What Apple Versus Samsung Means For The Future Of Innovation
On November 21, 2013, a jury ruled that Samsung owed Apple more than $290 million in additional damages in its patent infringement lawsuit. This case–one in an ongoing series of trials–brought the total awards to Apple to about $930 million. A jury last year had already ruled that Samsung had infringed on five Apple patents related to the iPhone’s design and functionality.
But according to Apple, the real issue in the case wasn’t about money and patents. “For Apple… this case has always been about innovation and the hard work that goes into inventing products that people love,” Apple said in a statement.
My question is: “What will Apple’s victory really mean for user interface innovation in the long run?”
The Best Design for the Job
Now, the reason that Samsung copied Apple’s design should be obvious to anyone who has an iPhone. It works!
Samsung’s design infringements included the use of “swipe and motion” gestures, icon-based dashboards for individual apps, and even the ubiquitous “pinch and zoom” feature now used by many mobile devices when viewing images.
These design patterns are clearly the best available for devices with a small form factor. To put it simply, when you have a small screen and have to use two or three fingers to perform common actions, there’s only so much you can do. Apple created the best way to address these ergonomic issues, and these conventions are quickly becoming the standard for mobile devices going forward.
A Long History of “Stolen” Designs
So we’ve established that Apple has produced the best design for a mobile phone.. The question then becomes, “How much of such a design should be intellectual property assigned to a single company?”
If you look at the history of product design, the answer is not so clear-cut.

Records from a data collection

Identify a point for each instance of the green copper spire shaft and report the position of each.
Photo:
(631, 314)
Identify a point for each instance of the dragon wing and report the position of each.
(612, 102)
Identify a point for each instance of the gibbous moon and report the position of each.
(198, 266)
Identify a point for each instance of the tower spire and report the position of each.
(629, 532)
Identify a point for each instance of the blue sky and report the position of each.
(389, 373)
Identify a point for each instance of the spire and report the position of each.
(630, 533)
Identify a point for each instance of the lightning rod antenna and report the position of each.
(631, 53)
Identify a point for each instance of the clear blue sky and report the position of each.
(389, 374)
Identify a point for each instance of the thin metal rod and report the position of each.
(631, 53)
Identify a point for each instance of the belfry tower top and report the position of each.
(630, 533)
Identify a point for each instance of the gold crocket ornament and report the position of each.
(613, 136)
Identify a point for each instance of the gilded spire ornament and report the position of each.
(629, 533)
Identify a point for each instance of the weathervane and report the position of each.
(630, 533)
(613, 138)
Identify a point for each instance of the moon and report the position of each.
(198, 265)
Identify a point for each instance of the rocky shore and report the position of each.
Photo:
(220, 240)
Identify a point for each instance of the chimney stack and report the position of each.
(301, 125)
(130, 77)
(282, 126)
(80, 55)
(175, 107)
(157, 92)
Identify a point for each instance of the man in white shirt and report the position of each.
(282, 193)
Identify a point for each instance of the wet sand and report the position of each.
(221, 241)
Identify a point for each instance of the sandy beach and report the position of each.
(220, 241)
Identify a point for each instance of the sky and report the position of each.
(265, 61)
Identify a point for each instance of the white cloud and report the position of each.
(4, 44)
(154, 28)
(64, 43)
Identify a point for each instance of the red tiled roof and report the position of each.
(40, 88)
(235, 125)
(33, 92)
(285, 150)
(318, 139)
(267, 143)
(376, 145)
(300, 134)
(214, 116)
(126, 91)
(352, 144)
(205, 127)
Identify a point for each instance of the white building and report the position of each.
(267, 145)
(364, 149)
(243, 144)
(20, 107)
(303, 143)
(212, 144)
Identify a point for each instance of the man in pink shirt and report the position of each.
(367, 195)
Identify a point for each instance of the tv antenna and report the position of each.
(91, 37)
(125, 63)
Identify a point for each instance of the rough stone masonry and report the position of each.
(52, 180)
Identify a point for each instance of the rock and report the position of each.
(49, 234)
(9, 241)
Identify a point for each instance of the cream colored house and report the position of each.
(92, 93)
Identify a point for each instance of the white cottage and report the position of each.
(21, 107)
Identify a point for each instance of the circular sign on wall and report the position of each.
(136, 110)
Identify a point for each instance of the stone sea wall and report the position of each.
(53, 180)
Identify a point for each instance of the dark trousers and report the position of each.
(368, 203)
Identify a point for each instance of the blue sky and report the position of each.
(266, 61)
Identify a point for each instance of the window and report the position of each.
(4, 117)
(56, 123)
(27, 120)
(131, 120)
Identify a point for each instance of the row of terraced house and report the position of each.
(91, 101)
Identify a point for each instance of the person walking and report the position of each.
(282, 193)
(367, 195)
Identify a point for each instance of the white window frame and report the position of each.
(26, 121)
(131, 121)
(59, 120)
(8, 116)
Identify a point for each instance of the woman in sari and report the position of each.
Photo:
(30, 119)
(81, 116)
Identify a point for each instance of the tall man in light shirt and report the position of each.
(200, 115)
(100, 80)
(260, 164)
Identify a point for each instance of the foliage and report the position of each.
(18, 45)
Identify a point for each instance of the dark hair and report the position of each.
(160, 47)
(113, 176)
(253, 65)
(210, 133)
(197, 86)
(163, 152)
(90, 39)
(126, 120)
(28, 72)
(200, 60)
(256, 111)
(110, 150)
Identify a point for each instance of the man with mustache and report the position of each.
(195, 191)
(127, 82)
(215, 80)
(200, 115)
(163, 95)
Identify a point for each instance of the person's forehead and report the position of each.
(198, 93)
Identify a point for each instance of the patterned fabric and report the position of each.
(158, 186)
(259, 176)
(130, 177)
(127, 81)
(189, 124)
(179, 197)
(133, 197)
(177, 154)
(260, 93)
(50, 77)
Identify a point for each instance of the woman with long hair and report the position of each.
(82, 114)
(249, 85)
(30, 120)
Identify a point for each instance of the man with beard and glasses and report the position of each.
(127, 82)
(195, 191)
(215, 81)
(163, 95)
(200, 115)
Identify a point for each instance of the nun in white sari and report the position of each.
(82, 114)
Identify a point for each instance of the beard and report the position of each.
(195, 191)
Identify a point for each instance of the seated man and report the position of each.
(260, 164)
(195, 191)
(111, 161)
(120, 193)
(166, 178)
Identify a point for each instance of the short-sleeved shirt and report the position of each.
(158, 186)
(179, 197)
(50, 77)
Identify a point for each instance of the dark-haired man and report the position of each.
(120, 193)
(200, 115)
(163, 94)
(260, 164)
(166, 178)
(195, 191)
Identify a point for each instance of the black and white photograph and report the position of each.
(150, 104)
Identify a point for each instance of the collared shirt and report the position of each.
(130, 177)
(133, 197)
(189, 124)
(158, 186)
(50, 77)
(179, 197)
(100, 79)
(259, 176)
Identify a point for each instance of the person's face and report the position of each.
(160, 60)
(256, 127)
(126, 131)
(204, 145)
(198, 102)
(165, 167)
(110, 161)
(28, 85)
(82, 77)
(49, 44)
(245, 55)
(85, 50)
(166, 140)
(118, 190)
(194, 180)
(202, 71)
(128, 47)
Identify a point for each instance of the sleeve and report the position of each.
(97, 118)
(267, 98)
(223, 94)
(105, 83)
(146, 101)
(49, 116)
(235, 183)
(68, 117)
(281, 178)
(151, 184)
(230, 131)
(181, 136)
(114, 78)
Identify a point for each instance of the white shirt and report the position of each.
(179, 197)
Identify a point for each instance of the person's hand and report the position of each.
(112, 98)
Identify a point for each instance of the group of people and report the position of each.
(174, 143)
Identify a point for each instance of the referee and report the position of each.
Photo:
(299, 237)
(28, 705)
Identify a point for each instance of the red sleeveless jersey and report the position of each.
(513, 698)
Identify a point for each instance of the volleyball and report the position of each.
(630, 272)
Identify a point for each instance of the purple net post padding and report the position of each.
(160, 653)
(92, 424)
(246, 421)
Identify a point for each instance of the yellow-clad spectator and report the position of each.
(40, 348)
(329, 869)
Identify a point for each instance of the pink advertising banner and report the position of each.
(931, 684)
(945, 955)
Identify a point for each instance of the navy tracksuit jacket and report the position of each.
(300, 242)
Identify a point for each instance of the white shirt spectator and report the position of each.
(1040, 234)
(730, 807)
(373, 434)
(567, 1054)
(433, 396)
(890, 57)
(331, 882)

- What the task requires
Using the article on Apple versus Samsung, explain in one to three sentences why Samsung copied Apple's design. The records have no connection to the article.

- Output for this exercise
Samsung copied Apple's design because it works. Its patterns, such as swipe gestures, icon-based dashboards and pinch and zoom, are the best available for small devices, since a small screen used with two or three fingers allows only so much.